• [WORK INSTRUCTIONS]
A) In the interview excerpt on college access, how did New York State's 1988 spending on colleges and universities compare with its spending on prisons?
B) Extend the interview excerpt on college access, starting after its last line.

** START GIVEN TEXT **

I would say at least two things in response. First is: I'm not a president or a legislator or a autocrat. I'm an administrator at a college. And, fundamentally, what I see when I look at the landscape of the United States, I see a lack of access. I see a lack of opportunity. I see a lack of affordability. And most essentially, I see a failure when it comes to the leadership of our colleges and universities at engaging the breadth and the volume and diversity of talent and ambition in the United States.

And, what we do at BPI--it's radical in the extremity of it, it's radical in the symbolism of it, of how far we're going--but really what we're doing is creating a pathway to addressing that problem. Not the whole problem. I don't have it in my power or authority or talents to do that. But, to address some of the problem.

And, just because we can't address the whole problem doesn't mean what we do should be destroyed. It means what we do should be expanded. And, we can talk more about the ways we're working on that at Bard and at BPI, but it's a problem we have in the United States, is when we're thriving at something, just because it doesn't work for everyone, everywhere, we can often resent it. Right? So, that's the first thing. We're trying to address the problem you're describing, not create that problem. Number one.

Number two: Politically, as real that dynamic is on a personal level, politically the dynamic you're describing, Russ, is not just inaccurate: it's a lie in the way it played out politically, particularly in the 1990s. And, I'll focus on New York State where I was, where we are, and which really was sort of emblematic of current events in crime, punishment, and education in the country--certainly a leader in the space.

And, what we saw in the early 1990s was an increased political focus on the kinds of dynamics that you're talking about. And, we had somebody running for governor who made destroying programs like ours a top priority, second only to the restoration of the death penalty. And, he fueled the fire of the kinds of resentments that you're describing. But, he did something else: While he was doing that, and while he was focusing voters' attention on their resentment, that these people--people of color, people who've committed crimes, etc., etc.; people from neighborhoods they resent, etc.--were receiving a free education--and we should talk a little bit more about how that's perceived in America--he was cutting budgets for public universities for their children.

So, in 1988, we spent twice as much in the state government of New York on college universities than we did on prisons. And, by 1998, we were spending, depending how you count your dollars, between $300 and $800 million more on prisons than we were on college and universities. It's a little bit of Du Bois 101, right?, where we harness racial resentment and focus people's attention on those they are comfortable resenting. While we--

Russ Roberts: Yeah, you're talking about W.E.B. Du Bois. I'm not--

Max Kenner: I'm talking about W. Du Bois.


Russ Roberts: Yeah, I'm not so interested in that political dynamic. I know you've been immersed in it and had to deal with it, and it's obviously an enormous challenge for you, especially if you want to be publicly funded.

** END GIVEN TEXT **
** START DATA EXCERPTS **

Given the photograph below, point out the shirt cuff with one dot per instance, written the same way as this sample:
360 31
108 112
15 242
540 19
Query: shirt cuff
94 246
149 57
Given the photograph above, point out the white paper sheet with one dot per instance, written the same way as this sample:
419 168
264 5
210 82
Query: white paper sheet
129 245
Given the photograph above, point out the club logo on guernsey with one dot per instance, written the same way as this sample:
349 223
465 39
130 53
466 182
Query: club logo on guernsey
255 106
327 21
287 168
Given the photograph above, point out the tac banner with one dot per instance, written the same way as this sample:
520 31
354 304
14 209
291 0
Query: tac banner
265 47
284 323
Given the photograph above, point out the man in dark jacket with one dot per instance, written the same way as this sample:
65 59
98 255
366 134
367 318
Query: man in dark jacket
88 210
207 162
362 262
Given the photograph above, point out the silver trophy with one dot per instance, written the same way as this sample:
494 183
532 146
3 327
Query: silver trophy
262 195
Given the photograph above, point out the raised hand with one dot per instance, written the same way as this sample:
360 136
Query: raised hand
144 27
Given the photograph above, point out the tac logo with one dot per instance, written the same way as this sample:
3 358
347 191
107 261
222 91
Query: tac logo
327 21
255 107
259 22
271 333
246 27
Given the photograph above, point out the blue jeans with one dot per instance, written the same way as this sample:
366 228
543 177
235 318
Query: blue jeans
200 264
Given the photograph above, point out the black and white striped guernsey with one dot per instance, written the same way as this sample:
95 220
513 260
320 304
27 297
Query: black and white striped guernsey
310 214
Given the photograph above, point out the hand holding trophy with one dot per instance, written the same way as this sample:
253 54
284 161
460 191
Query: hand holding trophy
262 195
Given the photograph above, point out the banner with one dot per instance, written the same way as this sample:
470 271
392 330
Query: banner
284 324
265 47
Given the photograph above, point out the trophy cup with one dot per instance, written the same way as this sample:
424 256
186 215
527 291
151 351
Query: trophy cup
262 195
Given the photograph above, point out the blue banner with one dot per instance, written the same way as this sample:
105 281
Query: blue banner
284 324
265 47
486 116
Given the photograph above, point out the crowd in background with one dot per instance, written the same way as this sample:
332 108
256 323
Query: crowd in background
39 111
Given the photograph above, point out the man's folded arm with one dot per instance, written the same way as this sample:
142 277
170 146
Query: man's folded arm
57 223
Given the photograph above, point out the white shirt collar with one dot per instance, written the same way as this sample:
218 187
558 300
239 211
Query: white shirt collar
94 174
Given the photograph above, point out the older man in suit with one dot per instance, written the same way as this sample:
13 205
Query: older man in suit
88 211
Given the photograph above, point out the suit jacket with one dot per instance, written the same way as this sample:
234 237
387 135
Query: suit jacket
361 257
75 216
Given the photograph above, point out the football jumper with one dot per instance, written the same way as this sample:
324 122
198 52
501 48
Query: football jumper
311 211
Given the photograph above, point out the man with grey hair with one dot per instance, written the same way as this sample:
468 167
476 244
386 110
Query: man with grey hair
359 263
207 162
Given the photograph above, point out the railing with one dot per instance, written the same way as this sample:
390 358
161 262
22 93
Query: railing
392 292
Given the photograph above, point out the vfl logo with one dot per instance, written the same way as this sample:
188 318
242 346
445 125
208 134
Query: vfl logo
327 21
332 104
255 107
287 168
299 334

** END DATA EXCERPTS **

• [RESULTS FOR EACH TASK]
A) The state spent twice as much on colleges and universities as it did on prisons.

B)
I'm [inaudible 00:19:20] talk about the ethical issue, when--in fact one of the people in the film, her mom, one of the prisoners in the film--her mom says, 'I don't like the idea that I would pay for your education. You made a mistake.'

Now my view, which I suspect is very close to your view rather than hers, my view is: people pay a price for a mistake. Doesn't mean they should pay an infinite price for every mistake. It doesn't mean a life sentence or a death sentence is a good idea for every crime, and maybe for no crimes. But I just think--I assume that you have to confront a visceral reaction that people have to this.

To me, set against that, is what appears to be--and of course, there's no way of knowing for sure--but what appears to be the remarkable transformative impact of that program. If it gave them candy and a day at the amusement park, I can understand why people wouldn't like it. It appears to change them in fundamental ways that makes them both deeply aware of the mistakes they made, deeply eager to repair them to the extent possible--some of them are irreparable--but to do what's possible with the rest of their life.

And, that part, to me is the essential--that's the most powerful lesson. I understand these issues about crime in the United States, education. Max, unfortunately, I think we over-subsidize education already; it's part of the reason it's so expensive. That's another story. Maybe we'll talk about it.

But that's not what I find interesting about what you're doing. What I find interesting about what you're doing, is just the level on a single human being.

Now, there's 50,- --at the time the films are made there's over 50,000 prisoners in New York State, and you have a few hundred in your program. And, a cynic could say, 'That's a drop in the bucket.' Not to the people you're helping. Every single one--if all you did was change the lives of the handful of people you did, you could argue it's a good program. And, of course, you're trying to change dozens, and hundreds, and more than a handful, But to me, that transformational piece of it is the payoff.

And, I'd like to hear you talk about it. I come back to the first part that I mentioned, about a liberal arts education, which is this amorphous thing that, you know, it's not practical. People would say--when I tell people I teach, that I'm President of Shalem, they say--and I describe what it is, two years of the Great Books added with Jewish thought, because it's in Israel, and they say, 'Well, that sounds nice, but what's it good for?' And, what they mean is, 'When you walk out of that program you don't have a stamp on your forehead that says lawyer, accountant. It's not a trade. What do you do with it?' My answer is 'Well, you think. You become a better human being.' But, maybe I romanticize it.

I'd like to hear what you think about it, and why that motivated you in 1999, when you were--what, seven years old? You were quite young--to start that program. It's an incredible thing.

Max Kenner: I'll just first say that I have trouble de-braiding--

Russ Roberts: I can see--

Max Kenner: education and punishment. Questions of racism and resources in the United States. That historically is a challenge.

But I won't deny, however, that there's also a human-level component that we have to contend with at every step. In terms of what inspired me to start the program, growing up in the 1990s, Russ, it was impossible not to recognize, not to feel the visceral relationship between punishment and education. And, when I finally did go away to college, I made a physical trip from New York City, up the proverbial river, to the Hudson Valley. And, I was someone who was never fulfilled or excited by being a student, by being an undergraduate. And, that changed for me at Bard. I was successful, and fulfilled, and happy in a way I had never been in my life. And, I immediately felt a few things.

I felt an obligation and gratitude and indebtedness to the institution for getting me to that state of happiness and fulfillment, to curiosity--a sense of belonging in and ownership of the world.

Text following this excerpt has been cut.